═════ Records for processing

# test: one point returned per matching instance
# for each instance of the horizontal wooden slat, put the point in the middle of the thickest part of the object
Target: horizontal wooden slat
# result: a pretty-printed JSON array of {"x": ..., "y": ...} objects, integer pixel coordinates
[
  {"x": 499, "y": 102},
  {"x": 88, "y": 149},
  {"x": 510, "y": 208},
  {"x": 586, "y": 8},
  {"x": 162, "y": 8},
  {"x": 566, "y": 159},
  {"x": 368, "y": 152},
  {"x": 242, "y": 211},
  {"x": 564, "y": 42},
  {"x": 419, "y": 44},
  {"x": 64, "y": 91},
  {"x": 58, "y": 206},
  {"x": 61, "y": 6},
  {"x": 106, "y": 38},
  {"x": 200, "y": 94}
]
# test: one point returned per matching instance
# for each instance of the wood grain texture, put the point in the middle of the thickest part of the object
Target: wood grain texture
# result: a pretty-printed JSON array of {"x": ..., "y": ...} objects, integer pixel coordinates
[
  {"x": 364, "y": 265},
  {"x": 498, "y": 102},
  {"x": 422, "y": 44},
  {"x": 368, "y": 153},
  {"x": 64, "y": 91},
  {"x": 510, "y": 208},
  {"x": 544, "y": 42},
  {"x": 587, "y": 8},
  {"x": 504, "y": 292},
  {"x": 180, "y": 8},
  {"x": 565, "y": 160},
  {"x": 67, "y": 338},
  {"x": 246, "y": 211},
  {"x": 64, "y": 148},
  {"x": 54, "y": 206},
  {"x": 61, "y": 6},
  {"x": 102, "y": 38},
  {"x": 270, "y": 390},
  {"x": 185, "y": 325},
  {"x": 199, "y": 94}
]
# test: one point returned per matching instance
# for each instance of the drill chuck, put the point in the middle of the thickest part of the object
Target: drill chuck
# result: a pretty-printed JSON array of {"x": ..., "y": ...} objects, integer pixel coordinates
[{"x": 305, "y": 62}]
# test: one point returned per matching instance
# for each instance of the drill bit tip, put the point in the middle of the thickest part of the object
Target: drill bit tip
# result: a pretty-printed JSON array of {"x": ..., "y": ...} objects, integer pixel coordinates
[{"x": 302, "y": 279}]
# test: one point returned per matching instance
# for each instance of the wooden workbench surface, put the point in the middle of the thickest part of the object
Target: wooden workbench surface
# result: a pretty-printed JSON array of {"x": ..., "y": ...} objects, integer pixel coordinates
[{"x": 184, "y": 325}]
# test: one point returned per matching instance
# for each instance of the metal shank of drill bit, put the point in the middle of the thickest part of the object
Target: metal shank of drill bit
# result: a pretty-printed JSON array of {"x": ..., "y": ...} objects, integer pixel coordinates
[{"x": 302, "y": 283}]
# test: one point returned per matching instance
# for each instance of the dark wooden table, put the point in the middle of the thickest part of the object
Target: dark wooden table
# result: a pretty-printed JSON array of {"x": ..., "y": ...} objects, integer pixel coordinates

══════════

Extract all the material, leaving every line as it is.

# test: one point returned per matching instance
# for each instance of the horizontal wooden slat, put the point in the middle of the thickest part of the object
Target: horizontal wooden slat
# result: a pretty-printed JSON array of {"x": ..., "y": ...} objects, integer pixel coordinates
[
  {"x": 499, "y": 102},
  {"x": 88, "y": 149},
  {"x": 510, "y": 208},
  {"x": 586, "y": 8},
  {"x": 162, "y": 8},
  {"x": 566, "y": 159},
  {"x": 368, "y": 152},
  {"x": 242, "y": 211},
  {"x": 564, "y": 42},
  {"x": 419, "y": 44},
  {"x": 64, "y": 91},
  {"x": 58, "y": 206},
  {"x": 61, "y": 6},
  {"x": 106, "y": 38},
  {"x": 200, "y": 94}
]
# test: one point returned per matching instance
# for each instance of the wood grain texture, put the point in the middle of the thickest part of the object
Target: wood grain texture
# result: a pretty-printed JSON array of {"x": ..., "y": ...} objects, integer pixel coordinates
[
  {"x": 364, "y": 265},
  {"x": 498, "y": 102},
  {"x": 422, "y": 44},
  {"x": 368, "y": 153},
  {"x": 64, "y": 91},
  {"x": 510, "y": 208},
  {"x": 544, "y": 42},
  {"x": 587, "y": 8},
  {"x": 504, "y": 292},
  {"x": 180, "y": 8},
  {"x": 565, "y": 160},
  {"x": 67, "y": 338},
  {"x": 246, "y": 211},
  {"x": 64, "y": 148},
  {"x": 54, "y": 206},
  {"x": 61, "y": 6},
  {"x": 102, "y": 38},
  {"x": 270, "y": 390},
  {"x": 185, "y": 325},
  {"x": 199, "y": 94}
]
# test: one point returned per matching instance
# for each instance of the drill chuck, put the point in the middle of the thickest part of the object
Target: drill chuck
# result: a pretty-printed JSON array of {"x": ..., "y": ...} objects, integer pixel coordinates
[{"x": 305, "y": 62}]
# test: one point returned per matching instance
# for each instance of the drill bit tip, put the point in the middle of the thickest part of the object
Target: drill bit tip
# result: a pretty-printed JSON array of {"x": ..., "y": ...} objects, integer pixel coordinates
[{"x": 302, "y": 279}]
# test: one point returned per matching instance
# for each instance of the wooden workbench surface, put the point in the middle of the thickest part of the object
Target: wooden workbench surface
# result: a pretty-printed JSON array of {"x": ..., "y": ...} objects, integer pixel coordinates
[{"x": 184, "y": 325}]
# test: one point returned per matching instance
# for each instance of the metal shank of drill bit, put the point in the middle of the thickest part of the object
Target: metal shank of drill bit
# result: a pretty-printed JSON array of {"x": ..., "y": ...} objects, integer pixel coordinates
[{"x": 302, "y": 283}]
# test: one point returned per matching instance
# for each instance of the dark wooden table, put the point in the middle of the thickest part of the object
Target: dark wooden table
# result: a pretty-printed JSON array of {"x": ..., "y": ...} objects, integer pixel coordinates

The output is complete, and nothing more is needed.